## WHAT THIS TASK INVOLVES
Pull out each line in the records below that includes the word "wild", copying it unchanged. Match case exactly.

[Image location labeling entries]
════════════════

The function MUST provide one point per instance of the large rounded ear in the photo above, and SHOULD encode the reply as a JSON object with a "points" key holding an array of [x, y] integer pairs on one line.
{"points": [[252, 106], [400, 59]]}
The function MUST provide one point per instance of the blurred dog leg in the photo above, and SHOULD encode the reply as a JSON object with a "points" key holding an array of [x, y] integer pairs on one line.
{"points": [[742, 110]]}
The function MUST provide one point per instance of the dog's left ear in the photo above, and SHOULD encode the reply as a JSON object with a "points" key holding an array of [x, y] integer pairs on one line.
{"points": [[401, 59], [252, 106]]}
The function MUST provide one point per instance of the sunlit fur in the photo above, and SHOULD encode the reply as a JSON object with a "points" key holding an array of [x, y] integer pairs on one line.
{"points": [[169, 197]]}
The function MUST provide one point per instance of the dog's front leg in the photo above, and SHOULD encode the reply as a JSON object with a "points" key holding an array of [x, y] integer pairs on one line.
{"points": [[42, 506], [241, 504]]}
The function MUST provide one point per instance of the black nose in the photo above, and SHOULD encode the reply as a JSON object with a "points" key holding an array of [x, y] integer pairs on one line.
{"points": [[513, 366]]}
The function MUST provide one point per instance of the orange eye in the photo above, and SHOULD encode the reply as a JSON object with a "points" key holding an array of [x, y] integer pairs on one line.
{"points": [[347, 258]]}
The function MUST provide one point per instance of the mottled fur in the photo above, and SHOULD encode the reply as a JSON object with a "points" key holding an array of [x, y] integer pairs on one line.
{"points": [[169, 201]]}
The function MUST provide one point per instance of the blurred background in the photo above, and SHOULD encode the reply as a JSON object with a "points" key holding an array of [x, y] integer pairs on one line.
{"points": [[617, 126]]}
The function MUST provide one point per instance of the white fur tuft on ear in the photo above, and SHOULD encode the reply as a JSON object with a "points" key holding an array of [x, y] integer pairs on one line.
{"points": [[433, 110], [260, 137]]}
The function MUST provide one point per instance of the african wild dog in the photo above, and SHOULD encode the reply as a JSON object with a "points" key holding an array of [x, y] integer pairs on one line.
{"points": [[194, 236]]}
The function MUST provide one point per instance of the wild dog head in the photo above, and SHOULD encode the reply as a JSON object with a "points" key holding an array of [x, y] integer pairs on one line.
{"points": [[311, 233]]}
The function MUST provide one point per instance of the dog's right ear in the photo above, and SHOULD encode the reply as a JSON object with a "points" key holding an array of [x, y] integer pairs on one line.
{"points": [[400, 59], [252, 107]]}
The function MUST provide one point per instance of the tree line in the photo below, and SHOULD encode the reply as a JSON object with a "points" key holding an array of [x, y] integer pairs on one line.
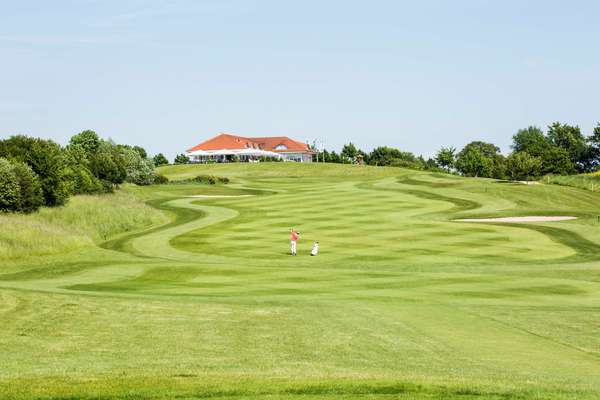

════════════════

## SOLUTION TO THIS PROBLEM
The function MUST provide one point per instance of the african wild dog in the photo above, and SHOULD encode the reply as a JSON object with a "points" key holding an array of [x, y] integer pairs on one line.
The function MUST provide one point per instance of the wild dog head in the photo above, and SHOULD encode the reply as a JSON object with a "points" key holding an array of [x, y] integer pairs on one line.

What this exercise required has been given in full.